_Compiti assegnati_
1: Trascrivi dal testo su FBC: Firebreak tutto ciò che va da "Peccato che, pad" giù fino a "troppo dagli schemi.".
2: Prosegui il testo su FBC: Firebreak, riprendendo subito dopo la sua ultima frase.

_Testo da leggere_
Obiettivi che lo premettiamo, al momento, neanche Remedy sembra aver raggiunto del tutto.

FBC: Firebreak: solidità del gameplay e problemi di identità

Nei giorni immediatamente precedenti il suo lancio, Remedy ha condiviso una ambiziosissima timeline di aggiornamenti gratuiti in arrivo per FBC: Firebreak che sembrano delineare un supporto a lungo termine davvero sfizioso, con eventi in-game, nuove classi, meccaniche, personaggi. Se però dobbiamo guardare all’oggi, a quello che FBC: Firebreak è al lancio, dobbiamo essere realisti: non buca come dovrebbe.

Intendiamoci, si tratta di uno shooter strutturato con metodo, che mette a disposizione dei giocatori articolate mappe popolate da orde di posseduti dall’Hiss che i nostri personaggi, in compagnia di un team di altri due (sarebbe bene fossero guidati entrambi da amici in carne e ossa, collegati con cuffie e microfono), dovranno contrastare per arrivare all’obiettivo della mappa: riparare un dispositivo danneggiato, eliminare un’invasione di post-it indemoniati e in grado di prendere possesso “incartare” a dovere e prendere possesso dei giocatori, o eliminare una misteriosa sostanza aliena. Una varietà di incarichi sulla carta convincente e che sembra in grado di strizzare l’occhio al tono new weird dell’universo Remedy.

FBC: Firebreak: solidità del gameplay e problemi di identità
FBC: Firebreak: solidità del gameplay e problemi di identità (Player.it)

Peccato che, pad alla mano, questo lato “stramboide” venga spesso controbilanciato da un impianto shooting “player vs orda” fin troppo frenetico che alla lunga soffoca qualsiasi altra trovata originale, portando il giocatore a dover sopravvivere sparando a tutto ciò che si muove e somigli a un nemico. Giocare a FBC: Firebreak si rivela quindi un’esperienza FPS pura, in cui il divertimento segue schemi propri di quel genere e non esce mai troppo dagli schemi.

È qui il cuore del problema di Firebreak allo stato attuale: è come se gli sviluppatori avessero inserito al suo interno degli elementi che promettono di rendere il gioco peculiare, ma poi, forse per paura di scontentare un’altra parte della platea, abbiano deciso di privilegiare un impianto da shooting molto più classico, una scelta che porta a un amalgama non troppo equilibrato tra pallidi tentativi di innovazione e una formula rodata molto più “normie”.

E qui sorge ancor più preponderante centrale: a chi può piacere del tutto Firebreak? Può piacere a un vero appassionato del genere degli sparatutto cooperativi? Forse, ma perché quest’ultimo non potrebbe decidere di optare magari per un gioco prodotto da un team più esperto, competente e magari con meccaniche ancora più inquadrate?

_Righe_
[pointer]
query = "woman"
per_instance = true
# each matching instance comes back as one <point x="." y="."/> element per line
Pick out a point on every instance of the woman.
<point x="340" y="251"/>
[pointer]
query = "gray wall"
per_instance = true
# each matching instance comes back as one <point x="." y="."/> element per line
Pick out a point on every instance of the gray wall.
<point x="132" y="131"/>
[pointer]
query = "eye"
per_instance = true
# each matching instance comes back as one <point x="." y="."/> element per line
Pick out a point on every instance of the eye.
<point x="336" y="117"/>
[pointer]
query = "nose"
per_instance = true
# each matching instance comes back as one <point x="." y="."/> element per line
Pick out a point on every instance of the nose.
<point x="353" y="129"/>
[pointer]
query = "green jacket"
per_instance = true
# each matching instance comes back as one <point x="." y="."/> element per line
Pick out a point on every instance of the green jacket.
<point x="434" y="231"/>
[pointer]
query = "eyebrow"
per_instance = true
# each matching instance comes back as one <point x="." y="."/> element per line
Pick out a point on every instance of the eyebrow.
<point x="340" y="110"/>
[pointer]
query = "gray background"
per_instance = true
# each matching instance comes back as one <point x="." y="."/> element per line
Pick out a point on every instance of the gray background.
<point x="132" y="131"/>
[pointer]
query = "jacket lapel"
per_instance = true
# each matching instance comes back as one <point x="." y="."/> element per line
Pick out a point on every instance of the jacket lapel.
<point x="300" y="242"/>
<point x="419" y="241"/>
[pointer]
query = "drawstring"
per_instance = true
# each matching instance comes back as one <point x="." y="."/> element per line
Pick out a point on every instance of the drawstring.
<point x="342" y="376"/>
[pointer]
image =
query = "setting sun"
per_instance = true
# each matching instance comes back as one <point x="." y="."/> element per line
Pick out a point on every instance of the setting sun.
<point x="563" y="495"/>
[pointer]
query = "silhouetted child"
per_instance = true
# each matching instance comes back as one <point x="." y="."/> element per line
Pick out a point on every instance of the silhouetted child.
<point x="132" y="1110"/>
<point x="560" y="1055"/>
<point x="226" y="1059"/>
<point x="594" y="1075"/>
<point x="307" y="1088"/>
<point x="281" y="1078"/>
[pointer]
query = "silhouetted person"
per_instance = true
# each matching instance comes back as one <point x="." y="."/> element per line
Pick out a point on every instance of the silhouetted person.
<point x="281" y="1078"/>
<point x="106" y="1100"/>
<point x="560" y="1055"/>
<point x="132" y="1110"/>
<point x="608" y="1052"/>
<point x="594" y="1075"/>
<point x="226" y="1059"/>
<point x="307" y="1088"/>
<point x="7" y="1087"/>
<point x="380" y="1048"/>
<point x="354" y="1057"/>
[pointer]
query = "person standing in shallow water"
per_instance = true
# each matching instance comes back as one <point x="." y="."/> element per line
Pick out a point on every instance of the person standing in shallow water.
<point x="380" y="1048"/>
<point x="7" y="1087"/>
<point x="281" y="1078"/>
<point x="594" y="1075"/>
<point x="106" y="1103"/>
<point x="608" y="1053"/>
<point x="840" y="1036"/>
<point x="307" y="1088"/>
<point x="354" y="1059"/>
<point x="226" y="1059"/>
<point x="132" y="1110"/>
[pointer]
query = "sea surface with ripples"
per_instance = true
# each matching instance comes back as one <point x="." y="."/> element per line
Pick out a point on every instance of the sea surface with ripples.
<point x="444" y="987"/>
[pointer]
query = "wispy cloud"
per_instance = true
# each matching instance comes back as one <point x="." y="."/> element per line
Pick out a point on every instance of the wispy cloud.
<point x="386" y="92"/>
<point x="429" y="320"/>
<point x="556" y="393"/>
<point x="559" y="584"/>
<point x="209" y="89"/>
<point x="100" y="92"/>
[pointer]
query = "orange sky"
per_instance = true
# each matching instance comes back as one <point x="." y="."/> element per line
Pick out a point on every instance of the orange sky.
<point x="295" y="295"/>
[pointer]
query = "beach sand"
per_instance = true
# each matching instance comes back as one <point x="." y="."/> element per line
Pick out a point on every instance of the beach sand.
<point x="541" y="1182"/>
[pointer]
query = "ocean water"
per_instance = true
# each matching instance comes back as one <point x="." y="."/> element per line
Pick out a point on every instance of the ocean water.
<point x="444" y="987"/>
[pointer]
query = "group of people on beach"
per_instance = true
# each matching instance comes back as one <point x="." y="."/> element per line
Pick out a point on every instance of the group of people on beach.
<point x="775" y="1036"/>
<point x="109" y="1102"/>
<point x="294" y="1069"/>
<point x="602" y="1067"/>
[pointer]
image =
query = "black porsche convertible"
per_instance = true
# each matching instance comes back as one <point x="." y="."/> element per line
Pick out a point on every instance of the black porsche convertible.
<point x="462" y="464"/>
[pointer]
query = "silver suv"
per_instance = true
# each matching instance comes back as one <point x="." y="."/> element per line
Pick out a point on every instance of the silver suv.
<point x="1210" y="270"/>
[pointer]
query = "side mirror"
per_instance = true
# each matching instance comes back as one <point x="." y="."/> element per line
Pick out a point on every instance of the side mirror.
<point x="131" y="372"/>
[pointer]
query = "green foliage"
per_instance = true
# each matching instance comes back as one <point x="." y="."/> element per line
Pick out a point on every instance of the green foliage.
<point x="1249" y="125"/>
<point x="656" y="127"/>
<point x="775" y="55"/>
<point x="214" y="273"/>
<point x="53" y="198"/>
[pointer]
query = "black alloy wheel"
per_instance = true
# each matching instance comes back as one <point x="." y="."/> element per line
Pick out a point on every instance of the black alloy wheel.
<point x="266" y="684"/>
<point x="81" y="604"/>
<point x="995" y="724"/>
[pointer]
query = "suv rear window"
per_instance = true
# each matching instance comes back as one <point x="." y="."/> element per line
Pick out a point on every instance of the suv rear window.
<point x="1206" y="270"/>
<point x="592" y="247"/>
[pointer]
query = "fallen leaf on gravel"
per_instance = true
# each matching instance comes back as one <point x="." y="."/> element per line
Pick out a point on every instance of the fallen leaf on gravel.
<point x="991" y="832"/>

_Risposte qui sotto_
1:
Peccato che, pad alla mano, questo lato “stramboide” venga spesso controbilanciato da un impianto shooting “player vs orda” fin troppo frenetico che alla lunga soffoca qualsiasi altra trovata originale, portando il giocatore a dover sopravvivere sparando a tutto ciò che si muove e somigli a un nemico. Giocare a FBC: Firebreak si rivela quindi un’esperienza FPS pura, in cui il divertimento segue schemi propri di quel genere e non esce mai troppo dagli schemi.

2:
In fondo, in Firebreak le idee originali convivono con soluzioni da action cooperativo molto più pigre e già viste, che non sono certo il punto di forza dell’operazione. D’altro canto, quei giocatori in avvicinamento a Firebreak perché attratti dalle atmosfere di Control si potrebbero ritrovare tra le mani un prodotto ancora troppo lontano dalle loro corde per sceglierlo come entry point al genere, poiché privo di trovate di gameplay in grado di sorprenderli.

Di fatto le missioni davvero originali e in grado di far pensare di essere all’interno del mondo di Control – un action/adventure in cui il gameplay è sempre legato a doppio filo alla lore – sono davvero esigue, soprattutto se rapportate al lavoro di fino per rendere l’avventura di Jesse Faden del 2019 apprezzata sia dai fan dell’action “sfidante” sia da coloro che volevano perdersi nella sua storia.

Lo ripetiamo, si tratta di una “fase uno” di un progetto sulla carta vasto, profondo e che dovrebbe accompagnare i giocatori per un bel po’, ma l’impatto iniziale sembra molto inferiore a quello che poteva essere

Il lato “narrativo”: coraggio non pervenuto

C’è infine un ultimo elemento “disturbante”, in un gioco già di per sé sfaccettato e ricco di elementi contraddittori come questo, un elemento già accennato, e che salta all’occhio già dai primissimi momenti di gioco, soprattutto se chi gioca si aspetta una “parte del remedyverse”: come accennato prima, in FBC: Firebreak manca un qualsiasi tipo di introduzione “narrata”, allo stato attuale sembra mancare un collegamento chiaro agli eventi di Control e Alan Wake, così come sembra mancare un pretesto narrativo a quella che sulla carta poteva essere per lo meno un avvincente antipasto a Control 2.

Il lato “narrativo”: coraggio non pervenuto
Il lato “narrativo”: coraggio non pervenuto (Player.it)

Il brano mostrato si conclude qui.